### [Tarefa A]
Edite o trecho do texto sobre Salazar entre "Enquanto que em" e "regime comunista, estalinista.", inclusive, e apresente-o com "Guerra Fria" substituído por "Guerra Gelada".

### [Texto de origem]
****************************************

O governo para controlar bem os preços decreta o preço tabelado, ou seja era tabelado um preço máximo que de tempos a tempos era corrigido ou não. Até quando vem o 25 de Abril havia um conjunto de preços tabelados. Um café tinha o mesmo preço em qualquer estabelecimento.
Como é que o governo de Salazar combateu o contrabando?
Ainda havia o problema do contrabando. O contrabando que se dirigia para Espanha e o contrabando que se dirigia para Gibraltar, onde pagavam muito melhor. Para combater o contrabando, as brigadas especiais vão às grandes estações para ver o que as pessoas trazem, verificavam o que as camionetas transportavam. Obrigatoriamente quando uma pessoa transportava algo de um sítio para outro tinha de levar uma guia consigo a justificar porque levava aquela quantidade. Chegou ao ponto de se criar uma linha imaginária nos concelhos fronteiriços em que era indicado aos habitantes dessas populações os locais onde se podiam abastecer e as quantidades que podiam levar. Sempre que alguém desses concelhos fronteiriços era apanhado com uma quantidade maior, esse extra era considerado como sendo para contrabando e essa pessoa era punida.
Para as grandes nações, nomeadamente os Estados Unidos, Salazar é fundamental, porque Portugal não podia cair no que estavam a assistir noutros países. As condições externas vão ajudar e muito Salazar a manter-se no poder
Ao mesmo tempo, Salazar teve de gerir a oposição interna, que aumentou com o aproximar do fim da guerra e uma eventual situação que permitisse a mudança de regime. No entanto, a sua imagem internacional permaneceu inalterada.
À medida que internamente a imagem dele vai-se degradando, o externamente o prestígio dele é cada vez maior. Repare que, salvo um erro foi em 1942 ou 43, veio cá uma representação inglesa para lhe atribuir o doutoramento honoris causa. Nesse período, Salazar recebe um número de condecorações tão elevado que eu não sei se alguma vez houve um governante português que fosse condecorado dessa maneira. Os ingleses e os americanos reconhecem o trabalho dele. Esta gestão do conflito que ele teve é uma coisa notável.
Enquanto que em Portugal é frisante para muita gente que ele não vai sobreviver, há até muita gente dentro do regime que acha que ele deve ser afastado, externamente mantém o seu prestígio. Ele acaba a guerra a fazer parte do lado vencedor, não do lado vencido. Porque ao fim e ao cabo no final da guerra ele fez tudo aquilo que os ingleses e os americanos queriam. Agora, a questão que se pode colocar é porque é que ele está tão fragilizado e não cai.
Caminhamos para um novo confronto de Guerra Fria mas com novos atores e abarcando outros objetivos e instrumentos
Mas para isso também contribuiu o facto de que após a Segunda Guerra Mundial começamos a entrar naquele período de quase Guerra Fria e existe o receio entre as potências aliadas de que Portugal se torne um regime comunista, estalinista.

****************************************

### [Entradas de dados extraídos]
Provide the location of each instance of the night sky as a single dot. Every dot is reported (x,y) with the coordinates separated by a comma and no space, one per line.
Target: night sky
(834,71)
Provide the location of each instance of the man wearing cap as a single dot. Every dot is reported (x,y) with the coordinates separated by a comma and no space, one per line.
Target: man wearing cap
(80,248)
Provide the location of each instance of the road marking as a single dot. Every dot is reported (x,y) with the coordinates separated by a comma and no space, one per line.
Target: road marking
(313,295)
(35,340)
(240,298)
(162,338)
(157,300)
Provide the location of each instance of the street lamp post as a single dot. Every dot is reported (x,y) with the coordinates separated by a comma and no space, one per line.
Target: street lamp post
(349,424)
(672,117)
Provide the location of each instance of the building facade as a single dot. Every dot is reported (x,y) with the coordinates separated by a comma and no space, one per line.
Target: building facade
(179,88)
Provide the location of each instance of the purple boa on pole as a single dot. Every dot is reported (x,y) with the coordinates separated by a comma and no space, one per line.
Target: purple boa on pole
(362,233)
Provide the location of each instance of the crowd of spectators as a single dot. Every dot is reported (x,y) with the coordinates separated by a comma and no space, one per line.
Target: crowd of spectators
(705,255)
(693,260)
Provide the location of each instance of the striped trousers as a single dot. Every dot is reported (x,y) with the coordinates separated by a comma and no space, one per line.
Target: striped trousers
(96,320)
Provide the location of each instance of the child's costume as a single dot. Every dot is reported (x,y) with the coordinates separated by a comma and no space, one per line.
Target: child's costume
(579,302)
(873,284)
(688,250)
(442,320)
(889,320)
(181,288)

****************************************

### [Tarefa B]
Transcreva sem alterações, por favor, as linhas dos registos desde a que contém "Provide the location of each instance of the crowd" até ao fim dos registos, inclusive.

### [Resposta A]
Enquanto que em Portugal é frisante para muita gente que ele não vai sobreviver, há até muita gente dentro do regime que acha que ele deve ser afastado, externamente mantém o seu prestígio. Ele acaba a guerra a fazer parte do lado vencedor, não do lado vencido. Porque ao fim e ao cabo no final da guerra ele fez tudo aquilo que os ingleses e os americanos queriam. Agora, a questão que se pode colocar é porque é que ele está tão fragilizado e não cai.
Caminhamos para um novo confronto de Guerra Gelada mas com novos atores e abarcando outros objetivos e instrumentos
Mas para isso também contribuiu o facto de que após a Segunda Guerra Mundial começamos a entrar naquele período de quase Guerra Gelada e existe o receio entre as potências aliadas de que Portugal se torne um regime comunista, estalinista.

### [Resposta B]
Provide the location of each instance of the crowd of spectators as a single dot. Every dot is reported (x,y) with the coordinates separated by a comma and no space, one per line.
Target: crowd of spectators
(705,255)
(693,260)
Provide the location of each instance of the striped trousers as a single dot. Every dot is reported (x,y) with the coordinates separated by a comma and no space, one per line.
Target: striped trousers
(96,320)
Provide the location of each instance of the child's costume as a single dot. Every dot is reported (x,y) with the coordinates separated by a comma and no space, one per line.
Target: child's costume
(579,302)
(873,284)
(688,250)
(442,320)
(889,320)
(181,288)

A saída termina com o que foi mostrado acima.